▸ **Supplied records**

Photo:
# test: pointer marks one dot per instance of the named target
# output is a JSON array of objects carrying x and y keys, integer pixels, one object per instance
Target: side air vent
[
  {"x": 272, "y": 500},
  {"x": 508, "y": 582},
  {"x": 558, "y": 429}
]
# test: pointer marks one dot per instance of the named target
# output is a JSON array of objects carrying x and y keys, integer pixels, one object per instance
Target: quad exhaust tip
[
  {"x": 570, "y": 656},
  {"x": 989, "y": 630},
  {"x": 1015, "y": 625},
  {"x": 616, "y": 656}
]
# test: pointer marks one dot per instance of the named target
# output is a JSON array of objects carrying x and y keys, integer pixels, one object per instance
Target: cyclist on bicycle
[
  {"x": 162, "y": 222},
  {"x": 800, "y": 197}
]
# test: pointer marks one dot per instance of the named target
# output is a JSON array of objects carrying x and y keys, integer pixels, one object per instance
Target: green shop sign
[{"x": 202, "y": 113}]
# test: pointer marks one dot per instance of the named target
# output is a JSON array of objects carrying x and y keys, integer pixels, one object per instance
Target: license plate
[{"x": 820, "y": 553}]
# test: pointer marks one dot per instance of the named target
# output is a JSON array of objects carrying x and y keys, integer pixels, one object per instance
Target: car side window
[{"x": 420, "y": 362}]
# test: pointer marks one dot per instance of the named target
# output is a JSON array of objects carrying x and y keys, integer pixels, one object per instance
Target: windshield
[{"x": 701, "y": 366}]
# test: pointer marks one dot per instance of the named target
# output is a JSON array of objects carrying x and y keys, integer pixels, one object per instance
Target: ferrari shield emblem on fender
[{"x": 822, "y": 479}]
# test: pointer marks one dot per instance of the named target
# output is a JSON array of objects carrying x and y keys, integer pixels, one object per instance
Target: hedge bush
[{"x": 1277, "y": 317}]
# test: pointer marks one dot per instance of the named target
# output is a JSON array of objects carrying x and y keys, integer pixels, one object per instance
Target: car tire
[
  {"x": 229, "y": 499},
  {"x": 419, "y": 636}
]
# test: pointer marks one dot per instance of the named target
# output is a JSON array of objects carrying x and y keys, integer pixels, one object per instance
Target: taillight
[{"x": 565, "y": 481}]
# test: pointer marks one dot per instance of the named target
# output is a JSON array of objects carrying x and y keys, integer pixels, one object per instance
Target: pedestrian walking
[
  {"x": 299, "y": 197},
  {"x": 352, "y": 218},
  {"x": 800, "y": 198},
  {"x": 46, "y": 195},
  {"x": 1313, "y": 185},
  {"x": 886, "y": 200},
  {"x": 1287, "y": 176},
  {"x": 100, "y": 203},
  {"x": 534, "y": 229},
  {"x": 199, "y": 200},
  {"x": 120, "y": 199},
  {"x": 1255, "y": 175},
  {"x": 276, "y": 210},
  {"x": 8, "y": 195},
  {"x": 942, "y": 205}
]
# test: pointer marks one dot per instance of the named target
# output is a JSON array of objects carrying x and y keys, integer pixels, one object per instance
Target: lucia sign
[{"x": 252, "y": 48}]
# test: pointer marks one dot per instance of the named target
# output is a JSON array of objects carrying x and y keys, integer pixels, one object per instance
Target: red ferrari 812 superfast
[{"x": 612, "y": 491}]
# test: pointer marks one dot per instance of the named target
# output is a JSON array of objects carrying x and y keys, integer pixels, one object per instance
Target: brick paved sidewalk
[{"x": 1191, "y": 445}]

▸ **Goal**
Each line of the material should be echoed exactly.

▸ **Answer to the problem**
Photo:
# test: pointer marks one dot per instance of the named target
# output is a JSON array of objects carrying x and y keys, integer pixels, one object per instance
Target: side air vent
[
  {"x": 272, "y": 500},
  {"x": 508, "y": 582},
  {"x": 558, "y": 429}
]
# test: pointer marks one dot per instance of the named target
# output is a JSON array of objects carrying x and y keys, integer pixels, one object per instance
Target: quad exhaust tip
[
  {"x": 570, "y": 656},
  {"x": 989, "y": 630},
  {"x": 1015, "y": 625},
  {"x": 616, "y": 656}
]
# test: pointer marks one dot per instance of the named target
# output is a JSON array of objects carrying x and y keys, integer pixels, one object per instance
Target: cyclist on bicycle
[
  {"x": 162, "y": 222},
  {"x": 800, "y": 197}
]
# test: pointer marks one dot per instance of the named target
# output is a JSON array of objects carrying x and y keys, integer pixels, one object per instance
Target: green shop sign
[{"x": 202, "y": 113}]
# test: pointer marks one dot per instance of the named target
# output is a JSON array of objects carrying x and y keys, integer pixels, one object per instance
Target: license plate
[{"x": 820, "y": 553}]
# test: pointer marks one dot per instance of the named target
# output is a JSON array of objects carrying x and y keys, integer pixels, one object per instance
Target: car side window
[{"x": 420, "y": 362}]
# test: pointer marks one dot per instance of the named target
# output is a JSON array of objects carrying x and y keys, integer pixels, one object per instance
Target: windshield
[{"x": 701, "y": 366}]
# test: pointer marks one dot per instance of the named target
# output is a JSON array of objects carrying x and y keys, integer pixels, one object per instance
Target: ferrari shield emblem on fender
[{"x": 822, "y": 479}]
# test: pointer marks one dot per instance of the named target
# output is a JSON array of objects carrying x and y keys, integer pixels, one object per instance
Target: hedge bush
[{"x": 1277, "y": 317}]
# test: pointer marks one dot per instance of the named target
# output is a JSON array of objects carrying x and y keys, integer pixels, one object per instance
Target: car tire
[
  {"x": 229, "y": 499},
  {"x": 419, "y": 636}
]
# test: pointer marks one dot per instance of the named target
# output is a JSON array of objects carrying x and y keys, integer pixels, one object per instance
Target: taillight
[{"x": 565, "y": 481}]
# test: pointer marks one dot per instance of the named target
# output is a JSON array of objects carrying x and y keys, integer pixels, one object per instance
Target: pedestrian walking
[
  {"x": 299, "y": 197},
  {"x": 352, "y": 218},
  {"x": 800, "y": 198},
  {"x": 46, "y": 195},
  {"x": 1313, "y": 185},
  {"x": 886, "y": 200},
  {"x": 1287, "y": 176},
  {"x": 100, "y": 203},
  {"x": 534, "y": 229},
  {"x": 199, "y": 200},
  {"x": 120, "y": 199},
  {"x": 1255, "y": 175},
  {"x": 276, "y": 210},
  {"x": 8, "y": 195},
  {"x": 942, "y": 205}
]
# test: pointer marks one dot per instance of the named target
# output is a JSON array of objects carrying x and y keys, integer pixels, one object per instance
Target: lucia sign
[{"x": 252, "y": 48}]
# test: pointer marks one dot per instance of the named target
# output is a JSON array of objects carrying x and y keys, integer pixels, one object per instance
Target: red ferrari 812 superfast
[{"x": 612, "y": 491}]
# test: pointer marks one dot per instance of the named target
# output is a JSON array of objects carrying x and y keys, integer pixels, one object per instance
Target: brick paved sidewalk
[{"x": 1191, "y": 445}]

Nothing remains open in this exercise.